Records excerpted from a collection:
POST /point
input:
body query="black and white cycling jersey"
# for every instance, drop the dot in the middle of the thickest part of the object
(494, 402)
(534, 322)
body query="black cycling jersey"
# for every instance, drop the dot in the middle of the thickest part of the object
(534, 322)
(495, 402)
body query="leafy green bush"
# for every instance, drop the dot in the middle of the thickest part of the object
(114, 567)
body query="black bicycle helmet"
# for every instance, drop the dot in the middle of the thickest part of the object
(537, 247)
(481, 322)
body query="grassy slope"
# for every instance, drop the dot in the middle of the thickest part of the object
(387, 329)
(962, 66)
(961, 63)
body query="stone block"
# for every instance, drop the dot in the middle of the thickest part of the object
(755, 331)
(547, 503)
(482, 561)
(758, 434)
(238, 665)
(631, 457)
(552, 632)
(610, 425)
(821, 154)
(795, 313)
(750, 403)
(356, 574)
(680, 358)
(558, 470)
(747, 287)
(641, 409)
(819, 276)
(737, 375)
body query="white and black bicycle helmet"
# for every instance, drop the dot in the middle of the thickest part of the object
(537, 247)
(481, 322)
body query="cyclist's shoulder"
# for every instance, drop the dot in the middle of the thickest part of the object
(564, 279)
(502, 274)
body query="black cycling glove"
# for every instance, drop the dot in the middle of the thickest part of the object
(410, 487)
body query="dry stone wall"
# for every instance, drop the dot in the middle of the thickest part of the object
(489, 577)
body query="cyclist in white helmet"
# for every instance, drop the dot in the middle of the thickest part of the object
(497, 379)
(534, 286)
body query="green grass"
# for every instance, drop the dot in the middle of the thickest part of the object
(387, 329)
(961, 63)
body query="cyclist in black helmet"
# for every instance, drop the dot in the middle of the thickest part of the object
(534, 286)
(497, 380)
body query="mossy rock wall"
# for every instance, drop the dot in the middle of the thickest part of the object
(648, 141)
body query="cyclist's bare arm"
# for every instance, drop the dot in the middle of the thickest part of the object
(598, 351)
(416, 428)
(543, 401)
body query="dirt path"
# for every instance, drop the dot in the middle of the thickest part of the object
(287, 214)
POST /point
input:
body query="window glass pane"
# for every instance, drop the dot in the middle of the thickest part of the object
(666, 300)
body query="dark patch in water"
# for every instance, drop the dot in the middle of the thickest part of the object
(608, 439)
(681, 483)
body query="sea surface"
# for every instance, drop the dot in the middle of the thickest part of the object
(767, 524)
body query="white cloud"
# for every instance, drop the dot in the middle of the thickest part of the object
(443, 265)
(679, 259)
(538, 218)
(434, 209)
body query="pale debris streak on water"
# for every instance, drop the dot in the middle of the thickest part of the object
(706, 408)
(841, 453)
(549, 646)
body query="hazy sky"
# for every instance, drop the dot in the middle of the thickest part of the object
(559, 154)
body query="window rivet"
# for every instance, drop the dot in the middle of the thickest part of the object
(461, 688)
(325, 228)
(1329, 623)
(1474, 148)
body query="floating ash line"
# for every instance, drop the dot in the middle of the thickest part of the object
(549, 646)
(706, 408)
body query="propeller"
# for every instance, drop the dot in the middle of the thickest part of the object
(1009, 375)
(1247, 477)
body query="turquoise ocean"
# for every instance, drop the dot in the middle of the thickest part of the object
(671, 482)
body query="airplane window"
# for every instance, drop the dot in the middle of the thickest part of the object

### WHAT YOU SHOULD DO
Among the lines of the entries, count those containing the string "stone" and give only the number.

### SOLUTION TO THIS EXERCISE
2